═══ RECORDS PROVIDED ═══
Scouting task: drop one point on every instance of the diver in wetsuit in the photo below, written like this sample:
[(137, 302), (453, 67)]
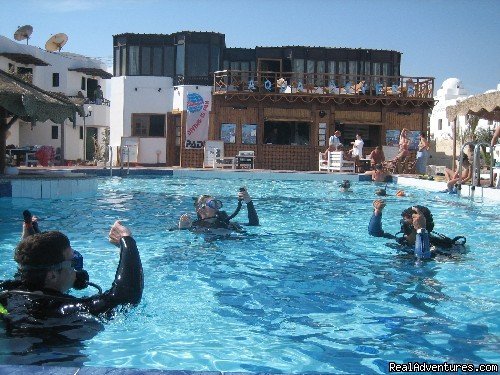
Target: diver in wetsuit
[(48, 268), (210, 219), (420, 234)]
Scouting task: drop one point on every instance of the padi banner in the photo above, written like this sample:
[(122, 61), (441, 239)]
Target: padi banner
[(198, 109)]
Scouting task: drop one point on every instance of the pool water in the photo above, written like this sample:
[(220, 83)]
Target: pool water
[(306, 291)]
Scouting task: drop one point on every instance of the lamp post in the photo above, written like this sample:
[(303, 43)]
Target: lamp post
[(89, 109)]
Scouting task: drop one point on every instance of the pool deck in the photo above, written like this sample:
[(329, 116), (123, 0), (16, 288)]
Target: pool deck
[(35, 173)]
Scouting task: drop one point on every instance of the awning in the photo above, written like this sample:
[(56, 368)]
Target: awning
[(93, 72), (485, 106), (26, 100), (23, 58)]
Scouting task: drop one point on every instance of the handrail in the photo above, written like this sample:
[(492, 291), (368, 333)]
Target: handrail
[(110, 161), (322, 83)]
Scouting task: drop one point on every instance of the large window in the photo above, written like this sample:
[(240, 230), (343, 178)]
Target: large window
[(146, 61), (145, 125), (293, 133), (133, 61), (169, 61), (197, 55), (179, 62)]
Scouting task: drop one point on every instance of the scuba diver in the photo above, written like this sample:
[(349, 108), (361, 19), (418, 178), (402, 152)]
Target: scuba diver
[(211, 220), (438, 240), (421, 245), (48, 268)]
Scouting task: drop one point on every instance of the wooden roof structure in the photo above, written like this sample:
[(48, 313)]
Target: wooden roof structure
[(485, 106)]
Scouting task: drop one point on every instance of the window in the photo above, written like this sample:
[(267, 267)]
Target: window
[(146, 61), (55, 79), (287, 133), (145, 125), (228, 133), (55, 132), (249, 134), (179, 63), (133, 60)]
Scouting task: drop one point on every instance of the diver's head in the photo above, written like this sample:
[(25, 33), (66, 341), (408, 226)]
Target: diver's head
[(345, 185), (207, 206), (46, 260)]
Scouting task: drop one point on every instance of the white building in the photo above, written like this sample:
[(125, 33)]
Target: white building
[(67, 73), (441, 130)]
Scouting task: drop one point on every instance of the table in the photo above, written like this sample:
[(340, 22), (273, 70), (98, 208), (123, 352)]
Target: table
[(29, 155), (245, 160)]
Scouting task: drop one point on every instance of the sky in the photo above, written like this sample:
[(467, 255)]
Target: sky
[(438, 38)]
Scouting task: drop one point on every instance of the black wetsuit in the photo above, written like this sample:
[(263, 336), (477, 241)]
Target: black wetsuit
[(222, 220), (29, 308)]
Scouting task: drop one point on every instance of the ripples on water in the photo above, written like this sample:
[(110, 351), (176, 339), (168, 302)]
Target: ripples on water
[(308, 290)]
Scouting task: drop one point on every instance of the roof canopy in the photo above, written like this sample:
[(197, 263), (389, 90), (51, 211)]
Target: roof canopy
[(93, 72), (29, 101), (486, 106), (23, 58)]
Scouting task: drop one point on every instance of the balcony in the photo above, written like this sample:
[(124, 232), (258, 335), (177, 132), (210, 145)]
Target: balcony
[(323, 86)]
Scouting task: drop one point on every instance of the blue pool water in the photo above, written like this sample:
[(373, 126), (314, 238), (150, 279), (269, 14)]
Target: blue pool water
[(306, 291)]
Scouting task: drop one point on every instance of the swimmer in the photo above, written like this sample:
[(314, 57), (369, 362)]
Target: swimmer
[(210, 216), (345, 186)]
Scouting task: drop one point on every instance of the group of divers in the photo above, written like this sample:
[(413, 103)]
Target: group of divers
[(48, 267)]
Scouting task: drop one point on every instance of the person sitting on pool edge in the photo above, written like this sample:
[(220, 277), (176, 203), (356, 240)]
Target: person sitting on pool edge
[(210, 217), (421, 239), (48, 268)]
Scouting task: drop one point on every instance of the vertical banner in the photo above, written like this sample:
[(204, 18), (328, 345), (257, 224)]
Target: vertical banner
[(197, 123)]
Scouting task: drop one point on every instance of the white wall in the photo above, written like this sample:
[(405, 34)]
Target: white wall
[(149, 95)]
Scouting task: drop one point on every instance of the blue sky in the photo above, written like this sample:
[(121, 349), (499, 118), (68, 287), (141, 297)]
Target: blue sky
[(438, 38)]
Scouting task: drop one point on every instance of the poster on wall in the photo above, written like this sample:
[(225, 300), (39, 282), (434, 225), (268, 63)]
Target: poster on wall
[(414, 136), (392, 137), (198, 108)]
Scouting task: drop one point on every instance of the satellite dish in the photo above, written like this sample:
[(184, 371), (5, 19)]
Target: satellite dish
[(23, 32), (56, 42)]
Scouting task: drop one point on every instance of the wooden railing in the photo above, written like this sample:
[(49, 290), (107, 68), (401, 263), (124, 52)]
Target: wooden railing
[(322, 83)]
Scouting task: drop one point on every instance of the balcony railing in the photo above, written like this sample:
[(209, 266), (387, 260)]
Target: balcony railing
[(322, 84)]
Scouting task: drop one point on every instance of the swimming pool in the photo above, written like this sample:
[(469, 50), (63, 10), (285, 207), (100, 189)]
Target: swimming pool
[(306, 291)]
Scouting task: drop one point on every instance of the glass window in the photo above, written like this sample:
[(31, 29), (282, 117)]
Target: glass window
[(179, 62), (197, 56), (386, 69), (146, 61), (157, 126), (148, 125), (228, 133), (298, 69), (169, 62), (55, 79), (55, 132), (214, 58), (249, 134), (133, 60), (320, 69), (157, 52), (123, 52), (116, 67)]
═══
» EXERCISE REQUIREMENTS: Copy all records exactly; omit images.

» ANSWER TO THIS EXERCISE:
Scouting task: drop one point on every instance of the diver in wetsuit in the photo below, written like this sample:
[(137, 302), (453, 67)]
Target: diver in wetsuit
[(48, 268), (210, 219), (420, 234)]
Scouting task: drop one point on every instance of the padi banner in the photo above, written like this sample:
[(122, 61), (441, 239)]
Target: padi banner
[(198, 109)]
Scouting task: drop one point on every instance of the pool water in the photo above, written like this sample:
[(220, 83)]
Target: pool water
[(306, 291)]
Scouting task: drop one point on every instance of the lamp post in the photo above, written like this sample:
[(303, 43)]
Target: lamp post
[(89, 109)]
Scouting task: drop one point on every instance of the pool deck in the photo above, written like this sample:
[(329, 116), (123, 0), (16, 288)]
Target: pool deck
[(35, 173)]
Scouting task: drop one point on every instance of the awning in the photo above, written like this sample:
[(56, 368)]
Target: awning
[(93, 72), (485, 106), (26, 100), (23, 58)]
Scouting task: drop one point on every instance of the handrail in the photo above, written like this sample:
[(492, 291), (368, 333)]
Target: handrail
[(110, 161), (322, 83)]
Scouting task: drop one point on every instance of the large window in the photo above, written like this sample:
[(240, 230), (343, 178)]
Target: large window
[(146, 61), (145, 125), (293, 133), (133, 61), (169, 61), (197, 55), (179, 62)]
Scouting task: drop one point on every instance of the scuba diver in the photo above, written like this sample:
[(349, 108), (361, 19), (418, 178), (402, 152)]
Target: scuba diver
[(211, 220), (438, 240), (421, 245), (48, 268)]
Scouting task: drop one point on every instance of the wooden roof structure in the photo above, written like this sample:
[(48, 313)]
Target: wooden roof structure
[(485, 106)]
Scouting task: drop one point on every instance of the window in the photo above, written like this sample:
[(267, 267)]
Target: window
[(146, 61), (55, 79), (287, 133), (145, 125), (228, 133), (55, 132), (249, 134), (179, 63), (133, 60)]
Scouting task: drop one point on every instance of the diver's head in the photo above, written like this sample:
[(25, 33), (66, 341), (408, 226)]
Target: diver's head
[(345, 185), (207, 206), (46, 260)]
Scouting task: drop one point on every instance of the white building in the photo above, written like this sample:
[(125, 33)]
Target: white building
[(67, 73), (441, 130)]
Scouting task: drop one point on every instance of the table in the photo above, written like this sample:
[(340, 22), (273, 70), (98, 208), (123, 352)]
Target: table
[(29, 155), (245, 160)]
Scouting task: drop one point on every instance of the sky in the photo above, written like this sample:
[(467, 255)]
Target: sky
[(438, 38)]
Scouting task: drop one point on every instance of the black wetsuit in the photo above, written like this sample:
[(263, 336), (477, 241)]
Target: black wetsuit
[(222, 220), (29, 308)]
Scouting task: drop one point on every instance of the ripples on water in the photo above, written like this sample:
[(110, 351), (176, 339), (168, 302)]
Target: ripples on water
[(308, 290)]
Scouting task: drop one point on every instance of the roof canopy in the photo above, written like this sample:
[(197, 263), (389, 90), (51, 211)]
Target: roof canopy
[(93, 72), (29, 101), (486, 106), (23, 58)]
Scouting task: drop one point on every instance of the balcony in the photo above, written like this sample:
[(124, 232), (258, 335), (177, 132), (210, 145)]
Target: balcony
[(323, 86)]
Scouting task: drop one point on every instance of the blue pool water in the photo above, written like this sample:
[(373, 126), (314, 238), (150, 279), (269, 14)]
Target: blue pool water
[(306, 291)]
Scouting task: drop one point on every instance of the swimmer in the photo above, written like this sample:
[(314, 57), (369, 362)]
Target: swimmer
[(210, 216), (345, 186)]
Scouting task: drop one point on every instance of the group of divers in the photo above, written like this sample:
[(413, 103)]
Target: group of divers
[(48, 267)]
Scouting task: drop one point on every instance of the person sitting on pool edge in the photo above, written like this sample:
[(220, 277), (176, 203), (356, 240)]
Target: person sitting on pool edge
[(210, 217), (421, 239), (48, 268)]
Scouting task: drop one point on every instance of the vertical banner in the photo above, written like this sample:
[(204, 18), (328, 345), (257, 224)]
Target: vertical banner
[(197, 123)]
Scouting task: drop one point on every instance of the white wall in the photo above, written like this sample:
[(405, 34)]
Target: white wall
[(149, 95)]
Scouting task: drop one point on every instance of the blue sky in the photo above, written like this sample:
[(121, 349), (499, 118), (68, 287), (141, 297)]
Target: blue sky
[(438, 38)]
Scouting task: drop one point on every instance of the poster on wall in the photo above, written like this sample:
[(225, 300), (39, 282), (434, 225), (268, 63)]
Target: poster on wall
[(414, 136), (392, 137), (198, 108)]
Scouting task: drop one point on every instance of the satellite dish in the photo above, written like this sample:
[(184, 371), (5, 19)]
Target: satellite dish
[(23, 32), (56, 42)]
Scouting task: drop one point on every instance of the wooden railing in the photo above, written like this sample:
[(49, 290), (107, 68), (401, 263), (124, 52)]
Target: wooden railing
[(322, 83)]
Scouting task: drop one point on every instance of the balcony railing in the photo above, written like this sample:
[(209, 266), (387, 260)]
Target: balcony railing
[(322, 84)]
Scouting task: drop one point on every instance of the swimming pool in the photo above, written like this sample:
[(469, 50), (63, 10), (285, 207), (100, 189)]
Target: swimming pool
[(306, 291)]
Scouting task: drop one point on every instance of the glass window in the photo above, written like this sample:
[(31, 29), (282, 117)]
Target: glass window
[(179, 62), (197, 56), (386, 69), (146, 61), (157, 126), (148, 125), (228, 133), (298, 69), (169, 62), (55, 79), (55, 132), (214, 58), (249, 134), (133, 60), (320, 69), (157, 52), (123, 52), (116, 67)]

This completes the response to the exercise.